** What you will do **
Update the entries below by replacing every "help a great deal" with "be very useful" and leaving all other text unchanged.

** Provided data **
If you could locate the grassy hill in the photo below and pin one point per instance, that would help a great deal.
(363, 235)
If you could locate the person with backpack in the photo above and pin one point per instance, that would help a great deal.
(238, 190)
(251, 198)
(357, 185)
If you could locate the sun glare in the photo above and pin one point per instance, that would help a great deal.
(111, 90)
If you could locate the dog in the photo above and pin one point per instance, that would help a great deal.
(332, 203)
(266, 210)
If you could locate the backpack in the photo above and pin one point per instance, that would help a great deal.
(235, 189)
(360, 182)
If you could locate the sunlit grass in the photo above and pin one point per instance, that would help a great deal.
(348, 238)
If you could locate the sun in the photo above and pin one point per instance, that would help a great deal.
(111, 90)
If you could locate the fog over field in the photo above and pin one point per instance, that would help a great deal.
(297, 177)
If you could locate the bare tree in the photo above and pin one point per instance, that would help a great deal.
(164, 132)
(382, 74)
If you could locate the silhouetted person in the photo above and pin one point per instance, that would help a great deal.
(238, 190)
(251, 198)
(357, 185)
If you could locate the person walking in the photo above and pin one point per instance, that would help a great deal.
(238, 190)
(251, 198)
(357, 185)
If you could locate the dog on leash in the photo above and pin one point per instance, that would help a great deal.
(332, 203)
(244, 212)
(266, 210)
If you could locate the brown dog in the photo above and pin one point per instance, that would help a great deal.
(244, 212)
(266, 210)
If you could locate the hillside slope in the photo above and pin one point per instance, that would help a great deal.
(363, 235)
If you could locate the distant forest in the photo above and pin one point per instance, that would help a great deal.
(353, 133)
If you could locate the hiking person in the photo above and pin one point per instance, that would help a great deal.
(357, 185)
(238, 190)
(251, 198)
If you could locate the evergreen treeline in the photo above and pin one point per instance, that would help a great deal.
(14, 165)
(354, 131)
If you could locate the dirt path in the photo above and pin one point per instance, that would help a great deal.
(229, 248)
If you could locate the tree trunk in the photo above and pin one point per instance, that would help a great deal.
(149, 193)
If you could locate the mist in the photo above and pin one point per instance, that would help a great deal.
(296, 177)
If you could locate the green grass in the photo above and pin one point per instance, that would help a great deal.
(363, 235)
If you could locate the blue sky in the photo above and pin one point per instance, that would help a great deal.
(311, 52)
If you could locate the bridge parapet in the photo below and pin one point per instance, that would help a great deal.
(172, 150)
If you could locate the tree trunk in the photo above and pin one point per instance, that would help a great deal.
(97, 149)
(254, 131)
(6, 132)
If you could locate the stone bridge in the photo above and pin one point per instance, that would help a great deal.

** Full output **
If you could locate the grassy hill in the photo below and pin one point per instance, that would be very useful.
(363, 235)
If you could locate the person with backpack in the photo above and pin one point per instance, that would be very useful.
(238, 190)
(251, 198)
(357, 185)
If you could locate the sun glare in the photo above and pin one point per instance, that would be very useful.
(111, 90)
If you could locate the dog in the photo above and pin one point per instance, that would be very useful.
(332, 203)
(266, 210)
If you could locate the backpack in the photo above and pin one point per instance, that would be very useful.
(235, 189)
(360, 182)
If you could locate the sunlit grass in the photo above and pin one point per instance, that would be very useful.
(348, 238)
If you could locate the sun in the photo above and pin one point per instance, that would be very useful.
(111, 90)
If you could locate the fog over field in the photo above and pin one point per instance, that would be very useful.
(297, 177)
If you could locate the bare tree in the photo above and pin one point per instance, that would be very useful.
(164, 132)
(382, 74)
If you could locate the silhouetted person in the photo above and pin one point per instance, that would be very useful.
(238, 190)
(251, 198)
(357, 185)
If you could locate the person walking in the photo above and pin one point per instance, that would be very useful.
(238, 190)
(251, 198)
(357, 185)
If you could locate the dog on leash in the photo above and pin one point per instance, that would be very useful.
(332, 203)
(244, 212)
(266, 210)
If you could locate the brown dog in the photo above and pin one point per instance, that would be very useful.
(244, 212)
(266, 210)
If you could locate the hillside slope in the photo above and pin one point per instance, that would be very useful.
(363, 235)
If you could locate the distant forest in the photo above and pin one point per instance, that would be very useful.
(353, 133)
If you could locate the hiking person in the photo above and pin one point per instance, that would be very useful.
(357, 185)
(238, 190)
(251, 198)
If you could locate the evergreen treeline in the photo above and pin one point per instance, that would be very useful.
(14, 165)
(354, 131)
If you could locate the dirt path in the photo above and pin one point per instance, that would be very useful.
(229, 248)
If you could locate the tree trunk in the photo above and pin one point per instance, that would be very useful.
(149, 193)
If you could locate the mist in the photo above and pin one point per instance, that would be very useful.
(296, 177)
If you could locate the green grass in the photo above and pin one point per instance, that would be very useful.
(363, 235)
If you could locate the blue sky in the photo above and pin one point per instance, that would be very useful.
(311, 52)
If you could locate the bridge parapet in the photo below and pin one point per instance, that would be very useful.
(172, 150)
If you could locate the tree trunk in the photo above and pin one point per instance, that would be very useful.
(97, 149)
(254, 131)
(6, 132)
If you could locate the stone bridge in the photo above and pin one point per instance, that would be very useful.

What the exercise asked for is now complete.